WHAT IS ASKED: Pick out every line in the data below that contains the word "person" and copy each of those lines.
....
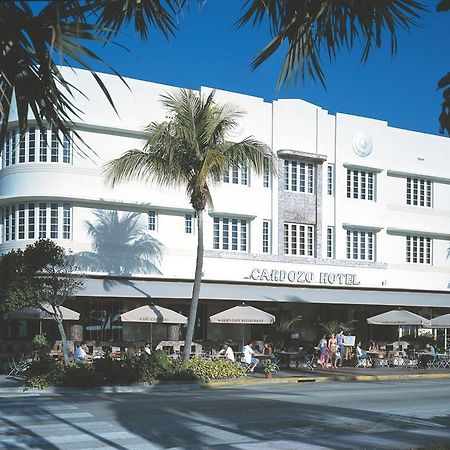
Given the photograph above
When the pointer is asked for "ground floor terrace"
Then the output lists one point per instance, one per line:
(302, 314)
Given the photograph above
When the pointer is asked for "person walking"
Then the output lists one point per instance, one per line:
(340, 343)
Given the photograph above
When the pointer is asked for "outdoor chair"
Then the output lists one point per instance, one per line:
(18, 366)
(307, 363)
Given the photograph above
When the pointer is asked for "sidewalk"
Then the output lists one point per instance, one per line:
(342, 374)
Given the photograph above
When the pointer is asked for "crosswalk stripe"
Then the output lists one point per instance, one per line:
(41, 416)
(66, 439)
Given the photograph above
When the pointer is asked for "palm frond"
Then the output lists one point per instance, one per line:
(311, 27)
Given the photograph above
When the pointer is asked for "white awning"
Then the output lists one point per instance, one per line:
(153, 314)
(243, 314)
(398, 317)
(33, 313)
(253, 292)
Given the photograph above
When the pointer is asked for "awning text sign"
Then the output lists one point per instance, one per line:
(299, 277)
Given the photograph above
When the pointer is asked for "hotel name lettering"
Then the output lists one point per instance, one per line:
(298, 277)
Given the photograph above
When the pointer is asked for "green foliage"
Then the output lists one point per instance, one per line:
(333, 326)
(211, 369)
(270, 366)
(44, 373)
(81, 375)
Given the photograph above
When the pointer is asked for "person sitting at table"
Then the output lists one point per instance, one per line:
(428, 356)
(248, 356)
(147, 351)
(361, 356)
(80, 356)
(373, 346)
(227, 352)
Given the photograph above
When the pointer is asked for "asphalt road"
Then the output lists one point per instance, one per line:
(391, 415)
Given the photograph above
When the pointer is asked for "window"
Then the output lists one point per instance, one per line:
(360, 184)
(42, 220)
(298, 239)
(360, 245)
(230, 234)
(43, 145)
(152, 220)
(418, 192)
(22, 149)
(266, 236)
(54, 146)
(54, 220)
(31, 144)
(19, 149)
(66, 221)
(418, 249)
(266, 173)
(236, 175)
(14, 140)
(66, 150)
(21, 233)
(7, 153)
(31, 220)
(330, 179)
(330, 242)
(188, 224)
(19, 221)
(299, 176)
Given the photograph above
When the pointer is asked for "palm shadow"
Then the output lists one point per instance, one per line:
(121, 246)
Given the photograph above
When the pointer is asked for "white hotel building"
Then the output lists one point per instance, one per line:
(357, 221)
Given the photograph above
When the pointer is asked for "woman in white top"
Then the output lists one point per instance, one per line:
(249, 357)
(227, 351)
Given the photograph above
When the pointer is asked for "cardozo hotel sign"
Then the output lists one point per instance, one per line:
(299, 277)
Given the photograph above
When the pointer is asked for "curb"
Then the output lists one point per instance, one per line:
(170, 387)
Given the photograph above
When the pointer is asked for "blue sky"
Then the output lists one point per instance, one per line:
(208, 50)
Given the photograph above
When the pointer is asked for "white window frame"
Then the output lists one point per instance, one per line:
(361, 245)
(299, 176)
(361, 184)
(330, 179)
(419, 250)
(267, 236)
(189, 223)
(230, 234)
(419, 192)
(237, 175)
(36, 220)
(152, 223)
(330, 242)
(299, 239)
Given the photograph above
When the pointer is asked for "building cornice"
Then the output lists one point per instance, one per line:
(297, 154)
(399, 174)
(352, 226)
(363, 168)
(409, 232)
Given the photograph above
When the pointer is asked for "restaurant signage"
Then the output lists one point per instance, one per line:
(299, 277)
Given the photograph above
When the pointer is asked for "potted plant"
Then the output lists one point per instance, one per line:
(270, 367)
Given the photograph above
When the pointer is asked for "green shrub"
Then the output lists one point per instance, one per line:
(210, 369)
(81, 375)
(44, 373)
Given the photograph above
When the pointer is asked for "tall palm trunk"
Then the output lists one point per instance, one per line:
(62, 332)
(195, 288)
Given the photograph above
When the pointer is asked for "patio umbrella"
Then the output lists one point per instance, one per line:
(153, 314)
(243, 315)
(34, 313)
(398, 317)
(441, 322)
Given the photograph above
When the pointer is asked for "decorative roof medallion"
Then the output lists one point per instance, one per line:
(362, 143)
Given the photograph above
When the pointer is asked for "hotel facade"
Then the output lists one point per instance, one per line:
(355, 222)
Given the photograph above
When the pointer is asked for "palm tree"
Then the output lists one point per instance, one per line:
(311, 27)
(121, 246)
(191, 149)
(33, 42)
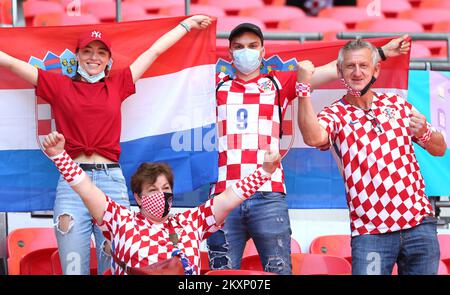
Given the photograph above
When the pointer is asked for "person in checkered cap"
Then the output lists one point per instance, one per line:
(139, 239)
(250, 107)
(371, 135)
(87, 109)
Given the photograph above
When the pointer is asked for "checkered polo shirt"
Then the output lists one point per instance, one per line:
....
EXERCISE OUTPUT:
When the pointer is asked for "person walking"
When the pointer is asked for "person sitting at table"
When the pointer is asked for "person in checkered cap"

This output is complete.